### TASK TO COMPLETE
Will you extract the entries word for word? Images should not appear in the copy.

### Pointing records
--------------------

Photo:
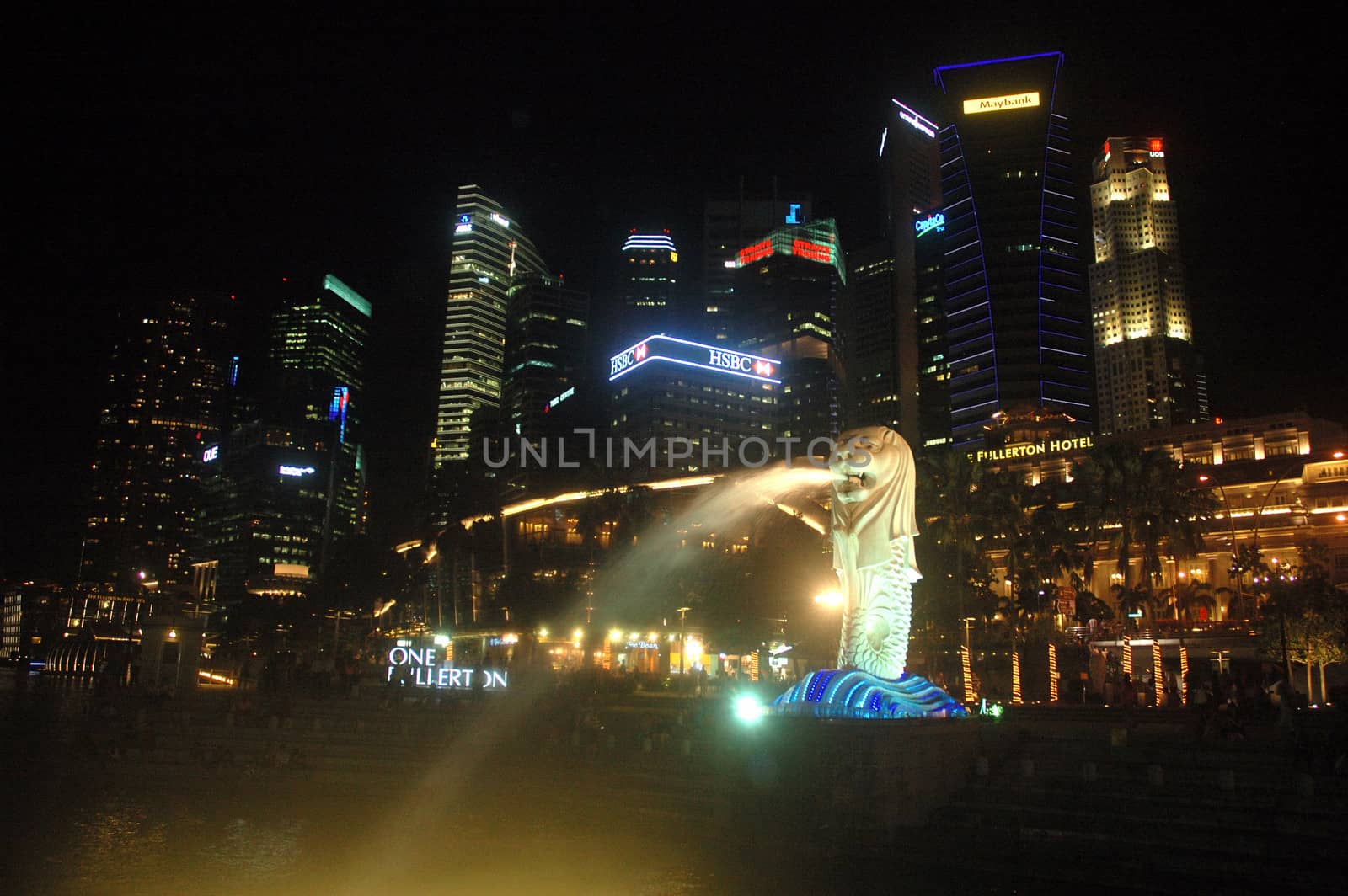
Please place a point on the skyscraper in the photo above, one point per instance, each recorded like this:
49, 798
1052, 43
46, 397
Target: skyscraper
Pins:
545, 352
318, 349
1147, 372
677, 404
489, 251
789, 286
162, 408
1015, 303
730, 224
885, 352
647, 282
285, 488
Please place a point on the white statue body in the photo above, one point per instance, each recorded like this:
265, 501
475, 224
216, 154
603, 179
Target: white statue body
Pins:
873, 522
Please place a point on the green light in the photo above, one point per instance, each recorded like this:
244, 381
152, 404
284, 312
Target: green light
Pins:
747, 709
352, 298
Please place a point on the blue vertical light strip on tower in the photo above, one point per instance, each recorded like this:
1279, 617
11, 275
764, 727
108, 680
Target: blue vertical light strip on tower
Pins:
955, 227
337, 411
1044, 186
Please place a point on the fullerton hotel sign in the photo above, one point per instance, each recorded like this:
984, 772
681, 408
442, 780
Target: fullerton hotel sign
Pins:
1035, 449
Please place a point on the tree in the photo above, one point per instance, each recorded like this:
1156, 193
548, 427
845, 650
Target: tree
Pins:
955, 511
1150, 500
1312, 613
1186, 599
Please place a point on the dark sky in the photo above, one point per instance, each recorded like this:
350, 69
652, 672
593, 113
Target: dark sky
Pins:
224, 152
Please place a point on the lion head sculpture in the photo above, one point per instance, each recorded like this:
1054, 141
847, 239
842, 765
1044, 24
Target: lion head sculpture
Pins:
874, 484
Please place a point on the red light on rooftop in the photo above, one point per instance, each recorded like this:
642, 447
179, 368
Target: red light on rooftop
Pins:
752, 253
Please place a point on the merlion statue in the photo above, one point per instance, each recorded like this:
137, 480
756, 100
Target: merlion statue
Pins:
873, 525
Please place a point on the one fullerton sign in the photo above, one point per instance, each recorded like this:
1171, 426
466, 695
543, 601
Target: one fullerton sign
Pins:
1002, 104
421, 669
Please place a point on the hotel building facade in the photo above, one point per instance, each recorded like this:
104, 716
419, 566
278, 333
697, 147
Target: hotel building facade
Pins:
1147, 372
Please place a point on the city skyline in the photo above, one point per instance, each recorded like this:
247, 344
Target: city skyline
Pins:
114, 251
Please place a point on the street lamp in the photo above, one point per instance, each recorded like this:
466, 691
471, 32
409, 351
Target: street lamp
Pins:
1235, 556
682, 639
831, 600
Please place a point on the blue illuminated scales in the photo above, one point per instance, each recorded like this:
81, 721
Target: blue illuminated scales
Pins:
873, 525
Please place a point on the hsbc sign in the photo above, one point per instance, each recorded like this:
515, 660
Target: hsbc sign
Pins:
666, 348
627, 359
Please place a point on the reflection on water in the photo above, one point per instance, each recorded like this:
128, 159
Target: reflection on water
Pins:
127, 845
253, 841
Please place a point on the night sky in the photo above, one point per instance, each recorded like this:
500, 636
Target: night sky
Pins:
222, 154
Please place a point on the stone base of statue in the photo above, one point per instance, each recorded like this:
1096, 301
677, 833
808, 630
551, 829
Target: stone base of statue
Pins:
848, 693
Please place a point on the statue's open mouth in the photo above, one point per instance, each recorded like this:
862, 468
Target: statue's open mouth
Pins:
856, 482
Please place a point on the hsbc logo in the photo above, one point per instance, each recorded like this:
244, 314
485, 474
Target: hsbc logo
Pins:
731, 361
673, 350
627, 359
739, 363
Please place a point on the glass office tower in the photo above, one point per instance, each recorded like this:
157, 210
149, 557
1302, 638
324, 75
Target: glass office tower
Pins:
489, 249
1015, 301
1147, 372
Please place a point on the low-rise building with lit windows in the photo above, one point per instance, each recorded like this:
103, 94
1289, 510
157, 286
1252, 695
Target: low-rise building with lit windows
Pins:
1277, 482
671, 395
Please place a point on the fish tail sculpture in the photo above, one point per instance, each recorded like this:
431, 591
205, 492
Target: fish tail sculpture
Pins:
874, 523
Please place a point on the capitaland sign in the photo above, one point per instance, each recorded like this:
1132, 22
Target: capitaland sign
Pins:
421, 669
708, 357
934, 221
1002, 104
1035, 449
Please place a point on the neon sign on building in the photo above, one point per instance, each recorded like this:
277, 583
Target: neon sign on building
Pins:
815, 242
285, 469
424, 671
1002, 104
708, 357
930, 222
916, 120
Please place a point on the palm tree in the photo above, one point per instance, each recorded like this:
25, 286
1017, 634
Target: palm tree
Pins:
1134, 600
955, 512
1149, 504
1188, 597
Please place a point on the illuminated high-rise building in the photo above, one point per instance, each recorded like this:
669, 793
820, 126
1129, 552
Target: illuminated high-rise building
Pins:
162, 406
684, 408
318, 349
283, 489
647, 285
1147, 372
730, 224
1015, 305
790, 286
885, 354
489, 251
545, 354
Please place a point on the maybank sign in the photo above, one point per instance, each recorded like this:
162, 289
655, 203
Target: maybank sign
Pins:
1035, 449
1002, 104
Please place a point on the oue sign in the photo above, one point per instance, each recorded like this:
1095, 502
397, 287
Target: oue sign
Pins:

--------------------

### IN RESPONSE
Photo:
Please place a point on the skyscraper in the photo above, one point per instance, each recorded like this:
49, 798
1052, 43
46, 397
Target: skyscraper
Pins:
545, 352
318, 349
1147, 372
677, 404
489, 251
789, 286
162, 408
1015, 303
730, 224
885, 352
647, 282
285, 488
Please place a point on the white statue body in the photo above, one point per instance, each recorded like this:
265, 501
475, 224
216, 154
603, 179
Target: white statue body
Pins:
873, 522
Please place a point on the green light in the photo above, one point per instance, each recorded like this:
244, 381
152, 404
284, 312
Target: green light
Pins:
747, 709
352, 298
Please place a point on the blue vertical light strip on tower in the photo above, one point per instance, each recorded like this:
1279, 617
11, 275
764, 727
108, 680
Target: blue vertical light strip on tower
Pins:
955, 227
337, 411
1044, 186
Please place a point on the fullerton hotel sign in the photo above, one point per instance, each recorded like this:
984, 772
681, 408
442, 780
Target: fullerton hotel sign
Pins:
1035, 449
Please place a point on the tree in the photo above, one point per instance, each recorded like this:
1156, 193
548, 427
845, 650
Target: tree
Pins:
955, 511
1150, 500
1312, 613
1186, 599
Please place a point on the dark sky in the photo above, one point per instance, each recorded like this:
350, 69
652, 672
593, 113
Target: dark sky
Pins:
224, 152
Please place a point on the lion head sculpture in the photo above, one point per instance, each recorded like this:
1054, 141
847, 239
842, 765
1044, 24
Target: lion head sculpture
Pins:
874, 484
Please place a point on the red light on rooftop in the photo above, one point per instance, each recorded like this:
642, 447
179, 368
Target: red light on rooftop
Pins:
752, 253
Please place a point on the merlion statue in the photo above, one point per instance, each recorded like this:
137, 480
756, 100
Target: merlion statue
Pins:
873, 525
Please place a point on the one fullerton sign in the photo above, one point per instance, each recorded like this:
1171, 426
466, 695
543, 601
Target: one fullerton sign
Pins:
1002, 104
421, 669
Please place a point on the hotel building facade in the photo above, one point per instance, each recorded like this:
104, 716
419, 566
278, 333
697, 147
Target: hotel building facade
Pins:
1147, 372
Please place a point on the city skyline in the photo above, one point per instance, each recorded like this:
247, 344
Target: city skyline
Pins:
114, 251
Please place a point on the street lamp in the photo above, one point per instance, each recorded like this:
466, 691
471, 32
409, 351
Target: street lamp
Pins:
1235, 556
682, 639
831, 600
Please place a point on the blue illuminated scales in the photo above, one point per instance, each recorded like this:
81, 721
Target: blue illuminated scales
Pins:
873, 525
Please place a point on the hsbc sign in the photo above, one point per instance, each recorded like this:
515, 660
Target: hsbc sign
Pins:
666, 348
627, 359
Please place a point on the reflection on water in the photo above, one point per instance, each recorded like this:
128, 159
Target: reflection on water
Pins:
127, 845
253, 841
Please place a point on the night sky in the photo above, one point per instance, each recorded like this:
500, 636
Target: night sky
Pins:
222, 154
Please place a point on the stone base of statue in the photo above, one point per instance, each recorded like this:
1096, 301
677, 833
808, 630
551, 829
Target: stone base of statue
Pins:
848, 693
Please place a point on the statue's open mouth in the photo above, one point per instance, each recorded like this:
862, 468
Target: statue's open mouth
Pins:
856, 482
Please place a point on the hsbc logo in the photo above, one point per instance, each recorded like this:
244, 314
485, 474
Target: hsbc logo
Pins:
731, 361
673, 350
627, 359
739, 363
Please place a point on the glass office tower in the photo above, one point per instance, each recorded like this:
157, 210
149, 557
1302, 638
324, 75
Target: glass office tower
Pins:
489, 249
1015, 301
1147, 372
Please place a point on the low-rise building with lit windows in the photo above, one point per instance, each recorded like this:
103, 94
1289, 510
157, 286
1252, 695
Target: low-rise building with lit windows
Pins:
1277, 482
671, 395
Please place a point on the fish tail sculpture in the photo above, one point per instance, each recorded like this:
431, 591
205, 492
Target: fish tail sculpture
Pins:
874, 523
Please place a point on the capitaland sign in the photo above, one point per instance, each recorded like this:
1132, 22
Target: capitaland sign
Pins:
421, 669
708, 357
934, 221
1002, 104
1035, 449
Please place a point on the neon sign on building in the photo above, one point per instance, each recorded like this:
277, 583
Target: neon sign on building
Pins:
815, 242
285, 469
424, 671
1002, 104
708, 357
930, 222
916, 120
Please place a point on the palm tree in the photo above, one point per instance, each recorded like this:
25, 286
1017, 634
Target: palm tree
Pins:
1134, 600
955, 512
1149, 504
1188, 597
Please place a point on the illuminated high-rise building in the photo above, one point per instance, each recorded like this:
669, 793
820, 126
1129, 552
Target: illuminated high-rise building
Pins:
162, 406
684, 408
318, 349
283, 489
647, 285
1147, 372
730, 224
1015, 305
790, 286
885, 354
489, 251
545, 354
Please place a point on the maybank sign in the photo above, one point per instance, each recorded like this:
162, 289
655, 203
Target: maybank sign
Pins:
1035, 449
1002, 104
Please place a point on the oue sign in the photo above, one point per instance, each recorded like this:
1095, 502
397, 287
Target: oue sign
Pins:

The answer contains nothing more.